Start of RECORDS FOR THIS EXERCISE

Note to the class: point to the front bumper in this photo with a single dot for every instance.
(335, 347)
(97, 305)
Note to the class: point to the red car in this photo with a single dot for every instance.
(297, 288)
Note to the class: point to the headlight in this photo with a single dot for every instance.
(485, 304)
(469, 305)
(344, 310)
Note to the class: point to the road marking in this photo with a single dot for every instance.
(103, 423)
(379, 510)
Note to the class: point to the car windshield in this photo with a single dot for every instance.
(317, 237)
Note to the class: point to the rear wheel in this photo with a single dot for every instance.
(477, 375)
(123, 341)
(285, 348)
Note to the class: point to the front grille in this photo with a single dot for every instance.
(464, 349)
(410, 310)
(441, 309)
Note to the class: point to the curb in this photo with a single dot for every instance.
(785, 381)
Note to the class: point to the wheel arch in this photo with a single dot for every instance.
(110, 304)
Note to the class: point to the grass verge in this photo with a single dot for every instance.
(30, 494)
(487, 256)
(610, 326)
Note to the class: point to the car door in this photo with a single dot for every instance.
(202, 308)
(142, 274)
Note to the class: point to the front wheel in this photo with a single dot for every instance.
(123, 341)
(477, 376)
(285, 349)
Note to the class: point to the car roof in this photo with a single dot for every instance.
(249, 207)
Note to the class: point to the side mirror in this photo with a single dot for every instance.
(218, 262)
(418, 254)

End of RECORDS FOR THIS EXERCISE

# WORK TO DO
Rewrite every line of the records above, substituting "separate dot" for each occurrence of "single dot" and leaving everything else unchanged.

# PROBLEM SOLUTION
Note to the class: point to the front bumper in this photo with a separate dot for every instance.
(335, 347)
(97, 305)
Note to the class: point to the red car in this photo with a separate dot for every instance.
(297, 288)
Note to the class: point to the headlight in this photo with a separate dot for every instance.
(485, 304)
(469, 305)
(344, 310)
Note to the class: point to the road marking in this photo with a separate dot for every instance.
(103, 423)
(379, 510)
Note to the class: point to the car windshield in this photo with a separate dot for every instance.
(317, 237)
Note to the class: point to the rear wheel in this photo with a separate dot for every instance.
(477, 375)
(123, 341)
(285, 348)
Note to the class: point to the front grille in this photo with a separate dot for every instance.
(464, 349)
(410, 310)
(441, 309)
Note to the class: point to the curb in this photo with a separate dot for every instance.
(785, 381)
Note to the class: point to the wheel arch in this photo with a separate dot for every instance.
(110, 304)
Note to the class: point to the grass verge in this photo with a separate dot for every instance.
(30, 494)
(487, 256)
(610, 326)
Note to the class: point to the car door in this photo with a separate dot for every instance.
(202, 308)
(142, 274)
Note to the class: point to the front wheel in this photo with a separate dot for every instance.
(123, 341)
(477, 376)
(285, 349)
Note to the class: point to the car roof in this photo with a separate dot for every instance.
(249, 207)
Note to the class: point to the side mirror in this photo with a separate dot for every instance.
(218, 262)
(418, 254)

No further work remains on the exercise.